──────── EXCERPTED RECORDS
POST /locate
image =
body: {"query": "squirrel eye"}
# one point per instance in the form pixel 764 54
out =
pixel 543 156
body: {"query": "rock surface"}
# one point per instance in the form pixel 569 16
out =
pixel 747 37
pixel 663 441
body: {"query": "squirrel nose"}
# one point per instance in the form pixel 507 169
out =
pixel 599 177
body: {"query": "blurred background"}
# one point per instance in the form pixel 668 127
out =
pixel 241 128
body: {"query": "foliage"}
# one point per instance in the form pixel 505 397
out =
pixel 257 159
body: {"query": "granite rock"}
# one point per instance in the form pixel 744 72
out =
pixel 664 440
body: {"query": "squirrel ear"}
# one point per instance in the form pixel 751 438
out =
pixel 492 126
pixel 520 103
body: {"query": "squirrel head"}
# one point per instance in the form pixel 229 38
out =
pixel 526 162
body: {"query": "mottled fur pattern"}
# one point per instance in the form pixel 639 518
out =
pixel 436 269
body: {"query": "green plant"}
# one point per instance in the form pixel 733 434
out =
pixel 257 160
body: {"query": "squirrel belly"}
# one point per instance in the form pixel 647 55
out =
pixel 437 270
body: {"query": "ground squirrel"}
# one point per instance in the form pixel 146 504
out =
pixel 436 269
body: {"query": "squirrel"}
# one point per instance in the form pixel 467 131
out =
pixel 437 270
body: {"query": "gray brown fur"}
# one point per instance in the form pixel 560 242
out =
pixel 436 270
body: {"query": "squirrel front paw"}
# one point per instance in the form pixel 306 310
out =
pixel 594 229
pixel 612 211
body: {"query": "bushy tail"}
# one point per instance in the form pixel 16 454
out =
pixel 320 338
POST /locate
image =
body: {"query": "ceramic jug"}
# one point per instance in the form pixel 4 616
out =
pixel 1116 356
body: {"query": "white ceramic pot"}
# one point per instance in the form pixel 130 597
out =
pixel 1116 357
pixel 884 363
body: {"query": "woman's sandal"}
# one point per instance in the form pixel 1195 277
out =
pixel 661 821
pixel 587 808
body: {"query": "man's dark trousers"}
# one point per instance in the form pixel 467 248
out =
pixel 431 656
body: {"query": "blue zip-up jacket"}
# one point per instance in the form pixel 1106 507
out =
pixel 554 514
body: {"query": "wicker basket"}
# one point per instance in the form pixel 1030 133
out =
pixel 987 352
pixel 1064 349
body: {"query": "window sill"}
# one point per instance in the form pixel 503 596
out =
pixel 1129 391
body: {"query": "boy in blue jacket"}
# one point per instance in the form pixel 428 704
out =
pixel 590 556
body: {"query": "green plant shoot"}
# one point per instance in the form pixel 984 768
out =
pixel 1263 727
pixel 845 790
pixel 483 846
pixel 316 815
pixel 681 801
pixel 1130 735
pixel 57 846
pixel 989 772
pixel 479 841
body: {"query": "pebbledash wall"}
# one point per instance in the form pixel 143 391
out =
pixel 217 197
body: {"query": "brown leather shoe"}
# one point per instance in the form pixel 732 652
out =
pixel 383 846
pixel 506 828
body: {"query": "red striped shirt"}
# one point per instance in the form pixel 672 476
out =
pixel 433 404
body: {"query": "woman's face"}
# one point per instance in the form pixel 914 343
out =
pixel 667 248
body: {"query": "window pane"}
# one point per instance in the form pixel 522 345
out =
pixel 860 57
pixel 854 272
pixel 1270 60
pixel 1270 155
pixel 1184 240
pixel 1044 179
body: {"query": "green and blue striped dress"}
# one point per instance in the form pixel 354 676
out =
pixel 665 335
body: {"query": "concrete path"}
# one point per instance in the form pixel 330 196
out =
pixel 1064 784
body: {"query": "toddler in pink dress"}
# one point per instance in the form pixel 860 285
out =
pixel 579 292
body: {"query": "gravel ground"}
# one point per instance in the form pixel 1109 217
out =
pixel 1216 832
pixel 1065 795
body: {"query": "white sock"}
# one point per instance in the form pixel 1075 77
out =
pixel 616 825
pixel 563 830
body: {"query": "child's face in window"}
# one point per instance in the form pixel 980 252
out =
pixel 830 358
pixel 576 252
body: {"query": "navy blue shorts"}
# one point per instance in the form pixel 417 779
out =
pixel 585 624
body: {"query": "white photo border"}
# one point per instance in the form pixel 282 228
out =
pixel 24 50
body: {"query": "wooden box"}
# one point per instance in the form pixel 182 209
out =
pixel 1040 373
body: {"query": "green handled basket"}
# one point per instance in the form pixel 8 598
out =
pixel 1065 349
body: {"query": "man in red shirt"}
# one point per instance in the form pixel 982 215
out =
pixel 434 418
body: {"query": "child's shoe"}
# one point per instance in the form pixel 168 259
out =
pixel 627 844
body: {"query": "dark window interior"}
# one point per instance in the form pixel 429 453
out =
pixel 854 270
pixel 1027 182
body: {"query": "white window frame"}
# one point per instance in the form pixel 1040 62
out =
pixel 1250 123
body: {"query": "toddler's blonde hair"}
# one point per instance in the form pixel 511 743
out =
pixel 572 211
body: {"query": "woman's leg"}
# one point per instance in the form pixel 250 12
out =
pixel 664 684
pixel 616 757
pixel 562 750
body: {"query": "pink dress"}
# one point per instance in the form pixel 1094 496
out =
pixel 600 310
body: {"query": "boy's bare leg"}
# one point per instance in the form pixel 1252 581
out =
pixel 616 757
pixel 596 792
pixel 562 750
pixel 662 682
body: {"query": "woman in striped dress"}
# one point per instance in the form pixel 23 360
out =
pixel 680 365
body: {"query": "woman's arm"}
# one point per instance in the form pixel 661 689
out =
────────────────
▶ **TASK DETAILS**: Could you reproduce the records verbatim, starting at the line that contains "and blue striped" and ending at the line that contains "pixel 434 418", with both of those lines included?

▶ **RESPONSE TO THIS TASK**:
body: {"query": "green and blue striped dress"}
# one point per instance in the form pixel 354 676
out =
pixel 665 335
body: {"query": "concrete path"}
# one point per instance in the form pixel 330 196
out =
pixel 1064 784
body: {"query": "toddler in pink dress"}
# one point per instance in the form pixel 860 285
out =
pixel 579 292
body: {"query": "gravel ground"}
# one point per instance in the form pixel 1109 217
out =
pixel 1216 832
pixel 1065 795
body: {"query": "white sock"}
# one point per instance in the form pixel 1075 77
out =
pixel 616 825
pixel 563 830
body: {"query": "child's face in window"}
# one point per instance in the form pixel 980 252
out =
pixel 830 358
pixel 576 252
body: {"query": "navy blue shorts"}
# one point per instance in the form pixel 417 779
out =
pixel 585 624
body: {"query": "white photo border"}
# one point per instance in the form pixel 282 228
out =
pixel 24 50
body: {"query": "wooden box"}
# one point per instance in the form pixel 182 209
out =
pixel 1040 373
body: {"query": "green handled basket"}
# one point per instance in the form pixel 8 598
out =
pixel 1065 349
body: {"query": "man in red shirt"}
# one point per instance in the form pixel 982 215
out =
pixel 434 418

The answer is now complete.